### TRECHO DE ORIGEM
= = = =

Antigos moradores buscam objetos pessoais enterrados na lama. Depois de uma manhã revirando os escombros, uma moradora mostra o que encontrou: talheres, um aparelho de celular, livros, fotos e até dinheiro. "Eu não sei se esse barro um dia irá sair", diz Uliane Marcelino Tete, que fazia a busca com a ajuda de uma enxada.
Foto: DW/N. Pontes
Centros de doações lotados
Voluntários trabalham no ginásio da cidade para separar roupas e outros objetos destinados aos desabrigados. Em Mariana, os dois centros recebem doações já estão lotados. Mas apesar da grande quantidade de gêneros alimentícios, é provável que o estoque se esgote em trinta dias. Segundo a prefeitura, cidade precisa de mais voluntários para ajudar na separação dos itens.

= = = =

### INFORMAÇÕES FORNECIDAS
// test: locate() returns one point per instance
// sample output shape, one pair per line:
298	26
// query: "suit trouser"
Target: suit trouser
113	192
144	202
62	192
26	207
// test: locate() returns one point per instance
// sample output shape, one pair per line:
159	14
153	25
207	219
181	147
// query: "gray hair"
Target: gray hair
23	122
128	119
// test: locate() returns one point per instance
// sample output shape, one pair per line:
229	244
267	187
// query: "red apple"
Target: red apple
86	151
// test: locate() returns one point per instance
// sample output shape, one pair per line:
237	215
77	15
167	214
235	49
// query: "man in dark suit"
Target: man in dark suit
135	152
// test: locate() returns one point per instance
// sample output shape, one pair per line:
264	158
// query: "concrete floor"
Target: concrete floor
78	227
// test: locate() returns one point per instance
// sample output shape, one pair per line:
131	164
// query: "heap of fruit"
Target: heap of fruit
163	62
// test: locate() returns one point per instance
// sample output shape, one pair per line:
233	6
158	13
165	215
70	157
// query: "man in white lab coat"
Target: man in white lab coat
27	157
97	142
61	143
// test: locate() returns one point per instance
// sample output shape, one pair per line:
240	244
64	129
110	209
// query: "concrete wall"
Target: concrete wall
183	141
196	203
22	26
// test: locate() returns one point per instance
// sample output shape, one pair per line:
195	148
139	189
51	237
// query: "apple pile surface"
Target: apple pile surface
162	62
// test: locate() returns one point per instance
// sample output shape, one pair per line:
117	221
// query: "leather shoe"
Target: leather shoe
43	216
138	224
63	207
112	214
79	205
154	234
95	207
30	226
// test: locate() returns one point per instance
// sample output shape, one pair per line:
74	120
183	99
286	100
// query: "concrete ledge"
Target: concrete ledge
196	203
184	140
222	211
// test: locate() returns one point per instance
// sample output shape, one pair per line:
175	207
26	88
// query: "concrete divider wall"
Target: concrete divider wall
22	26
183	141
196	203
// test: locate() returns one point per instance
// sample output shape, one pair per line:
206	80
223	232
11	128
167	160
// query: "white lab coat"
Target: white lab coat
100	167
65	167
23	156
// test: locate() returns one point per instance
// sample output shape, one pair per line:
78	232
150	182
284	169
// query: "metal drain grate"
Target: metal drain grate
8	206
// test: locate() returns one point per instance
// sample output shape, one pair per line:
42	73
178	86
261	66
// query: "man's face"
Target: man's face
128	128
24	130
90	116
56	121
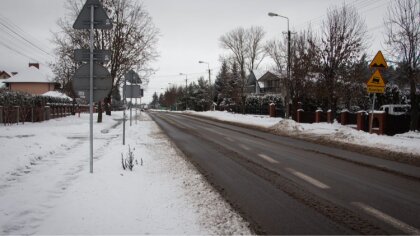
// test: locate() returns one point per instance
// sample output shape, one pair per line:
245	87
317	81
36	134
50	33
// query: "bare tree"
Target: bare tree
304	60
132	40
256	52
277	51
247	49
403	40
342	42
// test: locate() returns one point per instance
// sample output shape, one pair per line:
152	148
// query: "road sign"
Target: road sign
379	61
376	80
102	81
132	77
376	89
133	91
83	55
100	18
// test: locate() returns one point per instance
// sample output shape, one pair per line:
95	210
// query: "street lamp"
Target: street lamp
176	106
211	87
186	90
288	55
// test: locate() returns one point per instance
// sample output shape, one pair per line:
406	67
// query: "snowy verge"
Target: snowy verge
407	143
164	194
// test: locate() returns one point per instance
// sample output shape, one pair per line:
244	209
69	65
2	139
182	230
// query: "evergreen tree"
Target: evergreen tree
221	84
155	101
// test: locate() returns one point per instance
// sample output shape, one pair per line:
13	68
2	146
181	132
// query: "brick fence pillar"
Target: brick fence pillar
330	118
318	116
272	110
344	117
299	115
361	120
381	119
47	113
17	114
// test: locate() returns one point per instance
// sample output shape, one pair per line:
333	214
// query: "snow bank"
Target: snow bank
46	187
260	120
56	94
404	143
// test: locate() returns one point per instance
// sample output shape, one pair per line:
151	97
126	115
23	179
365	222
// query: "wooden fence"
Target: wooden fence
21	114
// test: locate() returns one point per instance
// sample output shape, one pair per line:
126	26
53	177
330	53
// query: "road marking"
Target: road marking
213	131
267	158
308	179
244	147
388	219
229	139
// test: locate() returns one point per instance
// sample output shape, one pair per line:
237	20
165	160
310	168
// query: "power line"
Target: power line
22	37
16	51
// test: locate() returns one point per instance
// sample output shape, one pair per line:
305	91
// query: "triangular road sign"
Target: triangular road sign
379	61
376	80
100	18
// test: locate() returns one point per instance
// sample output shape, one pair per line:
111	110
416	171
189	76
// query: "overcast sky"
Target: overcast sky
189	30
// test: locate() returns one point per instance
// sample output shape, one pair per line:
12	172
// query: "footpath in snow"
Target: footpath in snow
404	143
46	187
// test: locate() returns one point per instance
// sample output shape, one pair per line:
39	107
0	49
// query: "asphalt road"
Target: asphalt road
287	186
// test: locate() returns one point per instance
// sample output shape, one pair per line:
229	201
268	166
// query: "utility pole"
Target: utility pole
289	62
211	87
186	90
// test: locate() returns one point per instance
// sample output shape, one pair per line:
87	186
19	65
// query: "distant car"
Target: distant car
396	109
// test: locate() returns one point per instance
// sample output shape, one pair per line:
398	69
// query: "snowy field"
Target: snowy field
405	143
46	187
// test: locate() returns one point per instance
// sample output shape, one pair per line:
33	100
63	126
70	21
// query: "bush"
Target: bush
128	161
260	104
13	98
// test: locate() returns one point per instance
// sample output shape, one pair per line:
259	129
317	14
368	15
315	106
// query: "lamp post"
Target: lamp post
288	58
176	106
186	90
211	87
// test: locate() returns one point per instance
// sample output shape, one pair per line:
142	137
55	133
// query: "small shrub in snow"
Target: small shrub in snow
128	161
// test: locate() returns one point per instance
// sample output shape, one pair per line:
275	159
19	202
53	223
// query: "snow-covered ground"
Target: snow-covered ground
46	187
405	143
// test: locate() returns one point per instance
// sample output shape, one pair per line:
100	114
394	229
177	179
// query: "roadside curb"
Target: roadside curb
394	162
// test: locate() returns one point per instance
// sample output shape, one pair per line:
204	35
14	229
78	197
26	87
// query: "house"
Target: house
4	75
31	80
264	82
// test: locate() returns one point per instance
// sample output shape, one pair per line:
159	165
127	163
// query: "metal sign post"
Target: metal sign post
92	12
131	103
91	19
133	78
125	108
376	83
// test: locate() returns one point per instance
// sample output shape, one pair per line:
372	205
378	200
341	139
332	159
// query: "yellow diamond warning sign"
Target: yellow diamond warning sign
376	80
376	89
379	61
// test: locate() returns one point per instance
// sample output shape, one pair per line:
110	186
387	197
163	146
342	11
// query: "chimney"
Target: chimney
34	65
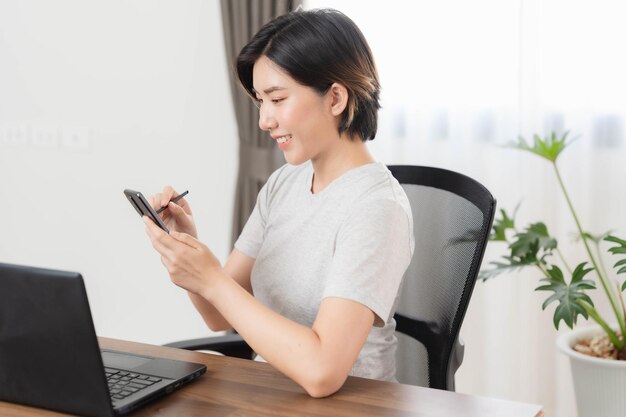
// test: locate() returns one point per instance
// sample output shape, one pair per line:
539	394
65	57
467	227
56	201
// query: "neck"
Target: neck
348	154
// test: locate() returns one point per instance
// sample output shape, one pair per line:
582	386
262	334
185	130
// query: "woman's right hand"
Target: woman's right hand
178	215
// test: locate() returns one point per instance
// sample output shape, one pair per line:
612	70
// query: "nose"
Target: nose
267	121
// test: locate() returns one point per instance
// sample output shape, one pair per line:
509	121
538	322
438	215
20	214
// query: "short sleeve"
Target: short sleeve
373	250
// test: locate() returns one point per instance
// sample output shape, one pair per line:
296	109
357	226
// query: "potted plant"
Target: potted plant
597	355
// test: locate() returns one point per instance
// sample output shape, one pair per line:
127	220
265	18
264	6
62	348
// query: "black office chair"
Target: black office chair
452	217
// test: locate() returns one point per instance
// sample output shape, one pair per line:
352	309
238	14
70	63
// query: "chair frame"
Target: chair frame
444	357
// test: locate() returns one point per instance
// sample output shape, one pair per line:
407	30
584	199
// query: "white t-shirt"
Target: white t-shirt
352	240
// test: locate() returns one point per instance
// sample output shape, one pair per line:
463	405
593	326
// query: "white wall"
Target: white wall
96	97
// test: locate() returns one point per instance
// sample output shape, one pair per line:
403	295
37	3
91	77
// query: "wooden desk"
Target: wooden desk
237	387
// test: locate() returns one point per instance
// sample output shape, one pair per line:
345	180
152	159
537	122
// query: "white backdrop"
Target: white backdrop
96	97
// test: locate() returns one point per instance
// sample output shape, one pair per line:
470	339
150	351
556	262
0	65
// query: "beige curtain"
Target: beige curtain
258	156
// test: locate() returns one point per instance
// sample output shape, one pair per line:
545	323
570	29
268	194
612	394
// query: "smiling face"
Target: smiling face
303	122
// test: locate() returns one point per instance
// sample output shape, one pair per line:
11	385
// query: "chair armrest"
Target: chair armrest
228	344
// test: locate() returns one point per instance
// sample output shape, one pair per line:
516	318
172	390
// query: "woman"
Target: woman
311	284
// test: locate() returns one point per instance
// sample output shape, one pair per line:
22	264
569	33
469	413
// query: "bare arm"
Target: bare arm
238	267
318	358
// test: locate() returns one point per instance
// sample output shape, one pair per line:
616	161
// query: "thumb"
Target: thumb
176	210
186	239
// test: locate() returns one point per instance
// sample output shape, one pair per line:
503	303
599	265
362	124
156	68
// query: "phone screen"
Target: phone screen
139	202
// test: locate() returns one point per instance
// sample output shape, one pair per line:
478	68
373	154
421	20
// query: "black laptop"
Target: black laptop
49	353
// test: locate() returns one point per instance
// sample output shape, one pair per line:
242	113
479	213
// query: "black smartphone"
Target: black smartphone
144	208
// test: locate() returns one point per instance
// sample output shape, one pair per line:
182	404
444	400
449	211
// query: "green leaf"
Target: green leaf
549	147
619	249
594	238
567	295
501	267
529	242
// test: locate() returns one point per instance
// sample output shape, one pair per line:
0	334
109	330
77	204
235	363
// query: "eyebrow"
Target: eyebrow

= = = =

Devolva o trecho de origem na íntegra, sem alterar nada.

### RESPOSTA
Antigos moradores buscam objetos pessoais enterrados na lama. Depois de uma manhã revirando os escombros, uma moradora mostra o que encontrou: talheres, um aparelho de celular, livros, fotos e até dinheiro. "Eu não sei se esse barro um dia irá sair", diz Uliane Marcelino Tete, que fazia a busca com a ajuda de uma enxada.
Foto: DW/N. Pontes
Centros de doações lotados
Voluntários trabalham no ginásio da cidade para separar roupas e outros objetos destinados aos desabrigados. Em Mariana, os dois centros recebem doações já estão lotados. Mas apesar da grande quantidade de gêneros alimentícios, é provável que o estoque se esgote em trinta dias. Segundo a prefeitura, cidade precisa de mais voluntários para ajudar na separação dos itens.